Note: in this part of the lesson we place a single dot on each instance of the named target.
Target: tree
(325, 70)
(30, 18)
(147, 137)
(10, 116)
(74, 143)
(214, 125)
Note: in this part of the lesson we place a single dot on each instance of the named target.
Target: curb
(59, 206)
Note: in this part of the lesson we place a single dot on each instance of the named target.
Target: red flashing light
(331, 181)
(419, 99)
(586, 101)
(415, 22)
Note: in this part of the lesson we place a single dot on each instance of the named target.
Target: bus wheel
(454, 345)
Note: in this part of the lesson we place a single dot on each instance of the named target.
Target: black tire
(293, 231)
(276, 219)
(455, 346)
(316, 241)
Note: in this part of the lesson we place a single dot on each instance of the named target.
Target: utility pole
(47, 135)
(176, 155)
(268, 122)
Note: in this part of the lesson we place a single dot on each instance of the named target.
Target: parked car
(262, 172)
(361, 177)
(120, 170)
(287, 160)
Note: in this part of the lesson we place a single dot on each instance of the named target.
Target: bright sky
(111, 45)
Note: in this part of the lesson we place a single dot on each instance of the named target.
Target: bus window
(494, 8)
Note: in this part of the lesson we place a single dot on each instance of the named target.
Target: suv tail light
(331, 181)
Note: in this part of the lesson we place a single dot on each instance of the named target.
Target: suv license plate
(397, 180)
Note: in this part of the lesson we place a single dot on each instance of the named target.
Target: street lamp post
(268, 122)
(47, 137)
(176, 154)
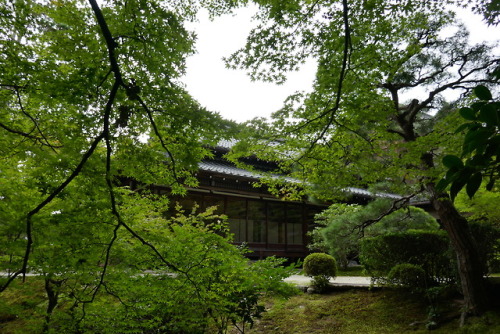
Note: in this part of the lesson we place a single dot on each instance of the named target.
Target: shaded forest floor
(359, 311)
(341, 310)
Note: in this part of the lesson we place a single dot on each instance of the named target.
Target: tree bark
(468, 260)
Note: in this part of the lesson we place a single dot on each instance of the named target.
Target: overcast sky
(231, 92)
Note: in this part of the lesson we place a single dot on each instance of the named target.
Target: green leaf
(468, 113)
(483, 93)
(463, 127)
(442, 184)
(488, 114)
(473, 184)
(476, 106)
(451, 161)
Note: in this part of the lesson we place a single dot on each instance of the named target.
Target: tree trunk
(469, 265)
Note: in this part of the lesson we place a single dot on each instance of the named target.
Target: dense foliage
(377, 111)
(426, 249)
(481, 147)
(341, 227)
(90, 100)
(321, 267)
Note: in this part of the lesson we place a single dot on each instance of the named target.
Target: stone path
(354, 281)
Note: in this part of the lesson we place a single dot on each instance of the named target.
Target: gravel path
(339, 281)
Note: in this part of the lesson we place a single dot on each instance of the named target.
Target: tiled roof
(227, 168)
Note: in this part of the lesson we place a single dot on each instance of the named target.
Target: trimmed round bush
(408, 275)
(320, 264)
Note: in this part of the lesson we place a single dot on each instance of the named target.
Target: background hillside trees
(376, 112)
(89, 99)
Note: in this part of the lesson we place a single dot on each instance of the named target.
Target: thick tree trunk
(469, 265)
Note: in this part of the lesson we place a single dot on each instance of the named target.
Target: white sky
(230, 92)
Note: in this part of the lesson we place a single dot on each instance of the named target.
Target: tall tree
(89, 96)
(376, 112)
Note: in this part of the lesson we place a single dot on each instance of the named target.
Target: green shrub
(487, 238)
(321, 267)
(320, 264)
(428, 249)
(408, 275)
--
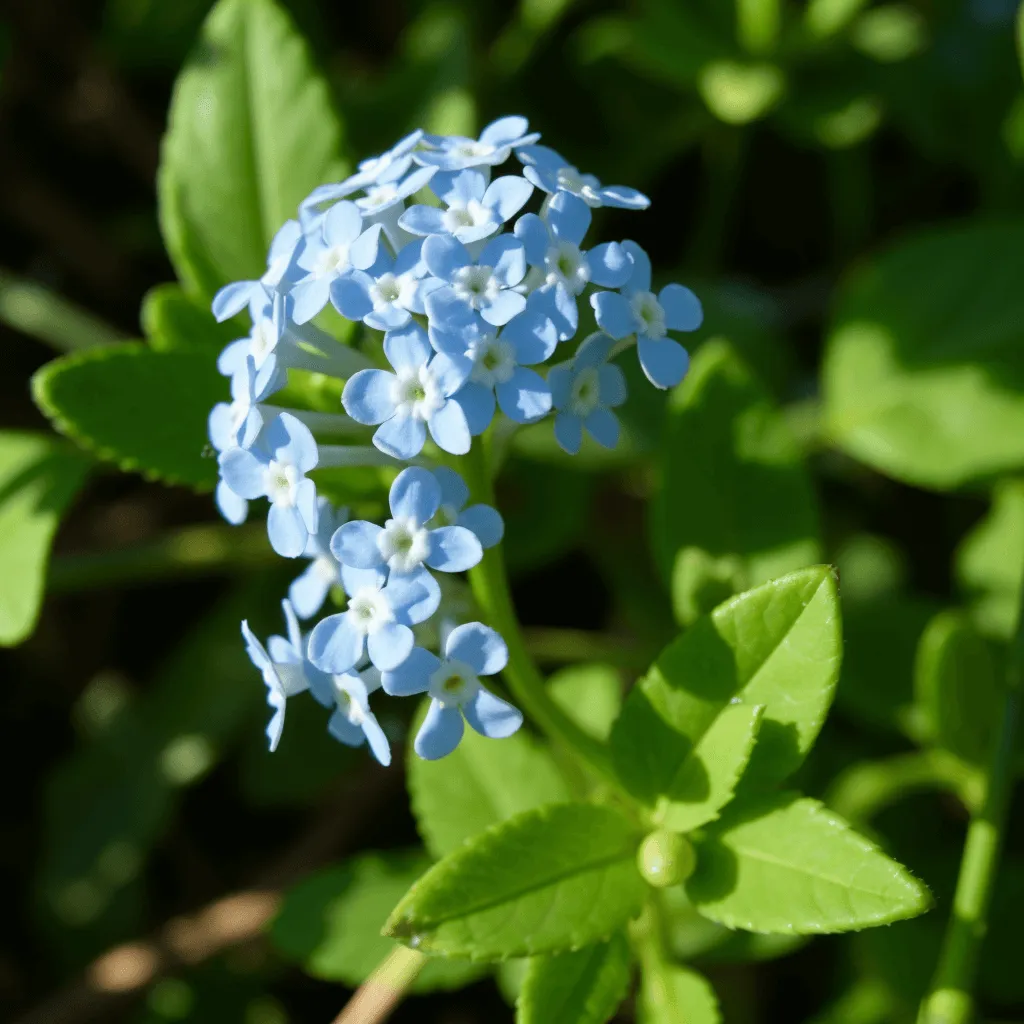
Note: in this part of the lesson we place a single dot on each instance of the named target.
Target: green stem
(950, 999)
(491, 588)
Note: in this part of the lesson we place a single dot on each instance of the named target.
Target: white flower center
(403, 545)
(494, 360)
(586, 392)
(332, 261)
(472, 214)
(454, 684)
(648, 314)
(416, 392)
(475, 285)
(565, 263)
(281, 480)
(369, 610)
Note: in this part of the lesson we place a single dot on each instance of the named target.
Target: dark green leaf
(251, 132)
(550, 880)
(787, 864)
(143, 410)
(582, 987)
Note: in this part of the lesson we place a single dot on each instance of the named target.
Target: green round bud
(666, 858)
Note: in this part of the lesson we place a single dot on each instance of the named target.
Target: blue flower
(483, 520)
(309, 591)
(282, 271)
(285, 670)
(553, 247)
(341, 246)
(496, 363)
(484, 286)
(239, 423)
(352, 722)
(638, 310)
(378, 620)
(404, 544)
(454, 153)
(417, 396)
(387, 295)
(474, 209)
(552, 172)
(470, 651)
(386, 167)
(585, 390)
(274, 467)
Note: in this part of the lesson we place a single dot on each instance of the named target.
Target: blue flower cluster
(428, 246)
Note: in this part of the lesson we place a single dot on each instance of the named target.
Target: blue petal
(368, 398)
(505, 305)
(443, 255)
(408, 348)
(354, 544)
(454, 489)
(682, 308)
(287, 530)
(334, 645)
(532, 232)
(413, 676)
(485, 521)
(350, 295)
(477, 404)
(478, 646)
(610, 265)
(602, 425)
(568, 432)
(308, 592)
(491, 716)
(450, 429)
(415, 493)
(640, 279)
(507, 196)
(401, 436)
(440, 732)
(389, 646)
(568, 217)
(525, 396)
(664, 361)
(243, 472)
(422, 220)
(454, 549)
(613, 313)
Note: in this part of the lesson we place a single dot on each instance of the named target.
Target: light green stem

Exercise aim: Exactly the lines above from the one with "Target: dark green leaf" to the one with "Target: light green stem", both included, are to be quoted; leave the rest out.

The answer:
Target: dark green leaf
(251, 132)
(550, 880)
(787, 864)
(143, 410)
(582, 987)
Note: in this part of the lesson we place a single dot on each instance of the named target.
Target: green round bud
(666, 858)
Note: in this part of the lesson we place a single dot on each instance of the named target.
Target: blue flower
(483, 520)
(309, 591)
(282, 271)
(285, 670)
(553, 247)
(341, 246)
(496, 363)
(484, 286)
(239, 423)
(352, 722)
(638, 310)
(378, 620)
(404, 544)
(454, 153)
(417, 396)
(387, 295)
(474, 209)
(552, 172)
(470, 651)
(386, 167)
(585, 390)
(274, 467)
Note: in this part of the lesson we place a single dot on each instance of the named target.
Target: blue flower cluster
(428, 246)
Note: in this part of the lesson we place a single dot on each instance of the named target.
Target: blue petal
(368, 398)
(505, 305)
(443, 255)
(408, 348)
(354, 544)
(454, 489)
(682, 308)
(287, 530)
(334, 645)
(532, 232)
(413, 676)
(485, 521)
(350, 295)
(477, 404)
(478, 646)
(610, 265)
(602, 425)
(568, 432)
(308, 592)
(491, 716)
(450, 429)
(415, 493)
(640, 279)
(507, 196)
(401, 436)
(440, 732)
(389, 646)
(568, 217)
(525, 396)
(664, 361)
(243, 472)
(422, 220)
(454, 549)
(613, 313)
Note: in this part of the lesson we place a single dot on each instance of the named target.
Target: light green stem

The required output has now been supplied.